Earthquakes and other natural disasters have become frequent occurrences across the country. Just this early September 27, a magnitude 5.7 earthquake was recorded in Looc Occidental Mindoro at 1:12 am. The strong quake was weaker in scale once it reached metro manila but it’s still slightly alarming that earthquakes have become more frequent compared to past years. In the event of stronger tremors, communities could be faced with the dangers of toppling skyscrapers and the destruction of major roads that the country has, unfortunately, kept as the dominant infrastructures. In the face of stronger natural challenges, it’s imperative that the country’s transportation evolve into infrastructure that is not only sustainable but also walkable and human-friendly – qualities that are apparent in the Jojutla Pedestrian bridge.
In Mexico, the Jojutla Pedestrian bridge will soon stand as a project that extends from a larger reconstruction effort by Infonavit (National Workers’ Housing Fund Institute) that was conceptualized after the earthquakes in 2017. The 145-meter bridge was designed by OMA New York, aims to restore infrastructure alongside community spirits, and works as a bridge only for pedestrians and cyclers.

(Point annotation records)
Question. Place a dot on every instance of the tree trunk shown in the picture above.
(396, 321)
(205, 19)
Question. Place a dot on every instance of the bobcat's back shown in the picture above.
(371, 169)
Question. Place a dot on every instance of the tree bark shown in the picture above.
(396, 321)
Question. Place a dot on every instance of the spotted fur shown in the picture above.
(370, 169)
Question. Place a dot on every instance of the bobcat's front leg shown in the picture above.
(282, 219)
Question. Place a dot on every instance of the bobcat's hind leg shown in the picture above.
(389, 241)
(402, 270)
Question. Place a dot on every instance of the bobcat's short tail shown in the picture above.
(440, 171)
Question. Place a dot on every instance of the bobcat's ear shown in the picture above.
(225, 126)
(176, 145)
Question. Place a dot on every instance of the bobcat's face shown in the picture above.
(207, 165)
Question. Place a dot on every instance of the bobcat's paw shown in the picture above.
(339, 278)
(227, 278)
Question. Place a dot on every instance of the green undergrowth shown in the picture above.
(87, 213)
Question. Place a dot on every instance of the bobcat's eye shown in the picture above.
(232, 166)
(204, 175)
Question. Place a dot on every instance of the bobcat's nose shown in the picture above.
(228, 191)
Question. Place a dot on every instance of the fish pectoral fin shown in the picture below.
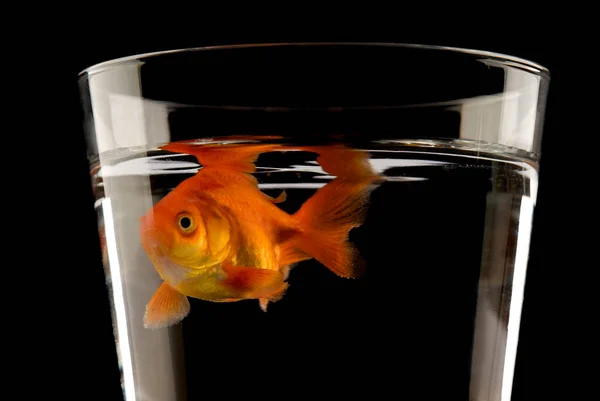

** Exercise requirements **
1. List the qualities that the article on the Jojutla Pedestrian bridge says the country's transportation infrastructure should have.
2. Extract the passage of the article on the Jojutla Pedestrian bridge from "In Mexico, the" up to and including "pedestrians and cyclers.".
3. According to the article on the Jojutla Pedestrian bridge, who designed the bridge?

** Worked solutions **
1. sustainable, walkable, human-friendly

2.
In Mexico, the Jojutla Pedestrian bridge will soon stand as a project that extends from a larger reconstruction effort by Infonavit (National Workers’ Housing Fund Institute) that was conceptualized after the earthquakes in 2017. The 145-meter bridge was designed by OMA New York, aims to restore infrastructure alongside community spirits, and works as a bridge only for pedestrians and cyclers.

3. OMA New York